* _PROBLEM DESCRIPTION_
Every line below that has the string "onion" needs to be copied.

---------- AVAILABLE DATA ----------

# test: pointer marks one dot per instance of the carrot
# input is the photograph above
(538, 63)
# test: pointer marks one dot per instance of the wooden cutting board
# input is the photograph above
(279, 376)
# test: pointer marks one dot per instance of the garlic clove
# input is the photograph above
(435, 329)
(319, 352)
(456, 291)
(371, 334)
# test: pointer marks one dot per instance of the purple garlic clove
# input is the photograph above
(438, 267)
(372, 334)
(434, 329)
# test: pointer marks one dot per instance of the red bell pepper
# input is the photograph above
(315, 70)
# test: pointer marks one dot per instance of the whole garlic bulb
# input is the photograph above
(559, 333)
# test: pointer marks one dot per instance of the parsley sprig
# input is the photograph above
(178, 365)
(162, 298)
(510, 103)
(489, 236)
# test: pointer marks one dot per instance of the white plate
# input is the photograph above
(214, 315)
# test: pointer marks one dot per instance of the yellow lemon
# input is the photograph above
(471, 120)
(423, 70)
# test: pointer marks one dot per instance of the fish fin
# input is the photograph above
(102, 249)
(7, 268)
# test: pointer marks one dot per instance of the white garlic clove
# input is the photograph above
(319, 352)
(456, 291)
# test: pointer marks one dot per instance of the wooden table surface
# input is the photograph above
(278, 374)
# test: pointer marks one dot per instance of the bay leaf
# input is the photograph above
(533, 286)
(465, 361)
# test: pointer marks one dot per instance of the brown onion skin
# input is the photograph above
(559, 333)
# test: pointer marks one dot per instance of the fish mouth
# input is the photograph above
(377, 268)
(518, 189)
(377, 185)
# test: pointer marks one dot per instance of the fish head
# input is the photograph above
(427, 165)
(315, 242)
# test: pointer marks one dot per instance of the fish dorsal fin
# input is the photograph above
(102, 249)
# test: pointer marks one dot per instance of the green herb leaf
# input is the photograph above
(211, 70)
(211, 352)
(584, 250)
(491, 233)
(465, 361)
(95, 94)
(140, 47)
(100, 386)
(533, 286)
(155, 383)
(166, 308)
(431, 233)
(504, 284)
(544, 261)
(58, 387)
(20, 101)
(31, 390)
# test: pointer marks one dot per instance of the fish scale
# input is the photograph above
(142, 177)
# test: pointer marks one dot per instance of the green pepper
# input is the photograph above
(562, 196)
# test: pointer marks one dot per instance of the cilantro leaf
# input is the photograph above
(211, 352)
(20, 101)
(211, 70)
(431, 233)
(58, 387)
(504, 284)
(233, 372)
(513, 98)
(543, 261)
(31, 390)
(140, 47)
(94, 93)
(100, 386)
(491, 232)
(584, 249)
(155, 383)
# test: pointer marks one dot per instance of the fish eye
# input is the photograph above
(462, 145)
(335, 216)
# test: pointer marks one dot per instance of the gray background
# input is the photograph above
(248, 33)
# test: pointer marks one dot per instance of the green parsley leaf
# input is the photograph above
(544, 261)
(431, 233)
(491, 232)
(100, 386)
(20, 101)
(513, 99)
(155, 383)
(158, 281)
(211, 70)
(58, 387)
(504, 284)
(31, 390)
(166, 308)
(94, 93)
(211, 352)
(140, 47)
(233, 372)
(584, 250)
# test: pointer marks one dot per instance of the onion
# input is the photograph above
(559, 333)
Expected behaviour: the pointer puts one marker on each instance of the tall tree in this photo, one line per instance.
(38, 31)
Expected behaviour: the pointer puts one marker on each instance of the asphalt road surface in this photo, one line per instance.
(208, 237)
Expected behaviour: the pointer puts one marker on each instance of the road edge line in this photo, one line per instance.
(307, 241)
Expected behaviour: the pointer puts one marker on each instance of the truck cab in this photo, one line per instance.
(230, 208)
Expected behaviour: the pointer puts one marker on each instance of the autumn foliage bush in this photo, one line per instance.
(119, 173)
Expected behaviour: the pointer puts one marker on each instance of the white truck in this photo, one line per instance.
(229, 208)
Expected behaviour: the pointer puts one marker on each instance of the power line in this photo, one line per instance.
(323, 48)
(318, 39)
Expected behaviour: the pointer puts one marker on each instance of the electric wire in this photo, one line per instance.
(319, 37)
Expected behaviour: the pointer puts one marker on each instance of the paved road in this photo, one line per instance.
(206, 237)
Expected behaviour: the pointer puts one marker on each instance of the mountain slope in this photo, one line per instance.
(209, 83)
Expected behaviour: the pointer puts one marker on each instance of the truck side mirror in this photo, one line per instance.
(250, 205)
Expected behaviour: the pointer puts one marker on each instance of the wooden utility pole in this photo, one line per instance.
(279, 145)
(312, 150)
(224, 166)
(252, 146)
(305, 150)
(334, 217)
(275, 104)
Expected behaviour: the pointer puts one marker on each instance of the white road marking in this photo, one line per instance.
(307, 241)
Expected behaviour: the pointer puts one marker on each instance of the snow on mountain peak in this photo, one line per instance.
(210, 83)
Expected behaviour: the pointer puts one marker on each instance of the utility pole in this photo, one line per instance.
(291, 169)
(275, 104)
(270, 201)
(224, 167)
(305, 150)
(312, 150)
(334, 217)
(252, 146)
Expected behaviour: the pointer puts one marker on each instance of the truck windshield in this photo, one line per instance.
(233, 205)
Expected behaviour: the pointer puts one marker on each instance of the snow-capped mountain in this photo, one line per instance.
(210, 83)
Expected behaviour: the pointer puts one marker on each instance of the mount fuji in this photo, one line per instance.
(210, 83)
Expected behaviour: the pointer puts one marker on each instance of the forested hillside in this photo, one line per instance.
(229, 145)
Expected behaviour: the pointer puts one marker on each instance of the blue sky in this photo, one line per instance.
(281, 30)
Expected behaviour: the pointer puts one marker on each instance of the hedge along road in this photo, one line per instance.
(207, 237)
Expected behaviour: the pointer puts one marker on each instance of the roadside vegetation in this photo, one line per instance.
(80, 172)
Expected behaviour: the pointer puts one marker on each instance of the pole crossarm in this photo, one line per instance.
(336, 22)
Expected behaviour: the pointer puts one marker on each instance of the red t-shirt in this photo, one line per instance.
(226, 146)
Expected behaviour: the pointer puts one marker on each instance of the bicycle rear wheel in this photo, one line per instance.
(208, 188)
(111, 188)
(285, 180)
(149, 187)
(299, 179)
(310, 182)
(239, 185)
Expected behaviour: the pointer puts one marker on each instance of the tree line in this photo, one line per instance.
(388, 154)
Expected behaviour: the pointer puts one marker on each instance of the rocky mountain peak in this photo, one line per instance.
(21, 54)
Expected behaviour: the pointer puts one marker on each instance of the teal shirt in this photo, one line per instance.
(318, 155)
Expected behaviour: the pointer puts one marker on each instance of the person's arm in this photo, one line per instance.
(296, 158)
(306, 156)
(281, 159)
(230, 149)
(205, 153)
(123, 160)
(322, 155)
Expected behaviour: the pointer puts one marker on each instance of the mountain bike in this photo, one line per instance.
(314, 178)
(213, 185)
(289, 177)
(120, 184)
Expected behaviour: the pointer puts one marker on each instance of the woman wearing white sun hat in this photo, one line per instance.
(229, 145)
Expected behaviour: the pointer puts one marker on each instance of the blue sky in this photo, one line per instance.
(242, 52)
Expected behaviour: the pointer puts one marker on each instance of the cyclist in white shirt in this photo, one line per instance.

----------

* _ANSWER TO THE PROBLEM_
# test: pointer marks one dot per instance of the brown onion skin
# test: pointer marks one dot per instance of the onion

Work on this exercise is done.